Selected extract »
--------
But the drug will not be readily available in Nebraska at the outset.

“This is good news,” said Dr. Mark Rudd, the Chief of Nebraska Medical Center’s Division of Infectious Diseases. “It’s something that hopefully we’ll be able to turn to now, as we’ll be able to start treating people, keeping them out of the hospital. Unfortunately, this drug is going to be in very, very short supply as it first comes out.”

As the infection tally in Douglas County nears 100,000 and the death toll moves closer to 900, Paxlovid provides a glimmer of hope as an oral course of drugs that has been highly successful in studies.

“Giving people (this) oral medication within the first few days of their illness,” Rupp said. “It lowered the risk of that disease progressing to the point that they would need hospitalization or severe disease or death, by nearly 90%. "

Even before its approval, the U.S. ordered $5.3 billion dollars worth of Plaxovid from Pfizer.
--------
Exercise data »
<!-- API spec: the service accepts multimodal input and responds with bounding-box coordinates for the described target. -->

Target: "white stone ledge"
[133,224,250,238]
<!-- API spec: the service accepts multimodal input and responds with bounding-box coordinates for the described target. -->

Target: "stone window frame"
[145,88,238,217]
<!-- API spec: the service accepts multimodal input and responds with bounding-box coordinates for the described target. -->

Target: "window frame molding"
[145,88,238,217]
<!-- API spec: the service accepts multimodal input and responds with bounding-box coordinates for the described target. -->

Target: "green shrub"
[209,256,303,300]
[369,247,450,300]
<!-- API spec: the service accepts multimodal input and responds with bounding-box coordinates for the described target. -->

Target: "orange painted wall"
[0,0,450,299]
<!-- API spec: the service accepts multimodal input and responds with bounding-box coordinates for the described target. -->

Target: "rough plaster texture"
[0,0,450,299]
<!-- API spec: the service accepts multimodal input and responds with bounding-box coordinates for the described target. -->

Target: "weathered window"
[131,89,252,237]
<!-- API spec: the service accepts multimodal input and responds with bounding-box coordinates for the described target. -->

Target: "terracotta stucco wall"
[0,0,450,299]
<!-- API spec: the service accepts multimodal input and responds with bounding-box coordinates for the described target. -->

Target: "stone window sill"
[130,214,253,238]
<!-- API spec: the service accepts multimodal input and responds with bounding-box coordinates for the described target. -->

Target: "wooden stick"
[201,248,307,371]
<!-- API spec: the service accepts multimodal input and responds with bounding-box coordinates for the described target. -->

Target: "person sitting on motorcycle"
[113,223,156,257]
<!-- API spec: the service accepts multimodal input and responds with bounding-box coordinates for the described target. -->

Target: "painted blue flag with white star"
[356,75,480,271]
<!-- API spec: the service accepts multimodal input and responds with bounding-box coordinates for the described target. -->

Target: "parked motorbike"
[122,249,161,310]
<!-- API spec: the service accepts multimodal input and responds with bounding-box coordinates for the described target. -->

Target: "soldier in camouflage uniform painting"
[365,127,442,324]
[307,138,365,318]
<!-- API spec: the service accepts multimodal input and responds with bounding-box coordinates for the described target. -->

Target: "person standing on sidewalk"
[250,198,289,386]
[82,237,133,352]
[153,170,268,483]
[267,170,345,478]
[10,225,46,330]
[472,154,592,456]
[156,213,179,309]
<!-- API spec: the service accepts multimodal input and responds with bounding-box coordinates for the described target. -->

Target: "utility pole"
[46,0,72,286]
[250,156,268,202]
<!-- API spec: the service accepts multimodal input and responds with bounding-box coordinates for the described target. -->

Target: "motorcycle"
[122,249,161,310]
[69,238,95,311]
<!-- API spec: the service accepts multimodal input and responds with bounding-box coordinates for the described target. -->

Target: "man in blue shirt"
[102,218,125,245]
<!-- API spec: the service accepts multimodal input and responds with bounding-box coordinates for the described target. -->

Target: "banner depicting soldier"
--------
Exercise instructions »
a) In the news excerpt about the oral drug Paxlovid, what number is the infection tally in Douglas County said to be nearing?
b) Continue the news excerpt about the oral drug Paxlovid, starting after its final sentence.

Results by task »
a) Nearly 100,000.

b)
“We will have 265,000 treatment courses of Pfizer available in January, with monthly totals of pills ramping up across the year and all 10 million treatment courses delivered by late summer,” said Jeff Zients, White House COVID-19 Response Coordinator. “As quickly as Pfizer gets the pills manufactured and delivered we will immediately provide them to states and jurisdictions for distribution.”

But Nebraska, like all states, will have to wait its turn. And in the immediate future, that doesn’t add up to much.

“We don’t anticipate here in the state may be having more than 100 or 200 courses of treatment (in) a week,” Rupp said. “That’s obviously not going to be anywhere near what we need to treat everybody who develops this illness.”

There are other such treatments in the works. UNMC and Nebraska Medicine are among those studying an oral drug from Merck that is not quite ready for approval.

“Just on face value it doesn’t appear to be as effective, but there are people who will not be able to take the Pfizer product,” Rupp said. “So that may be a place where we would turn to a different drug even though it will be less effective.”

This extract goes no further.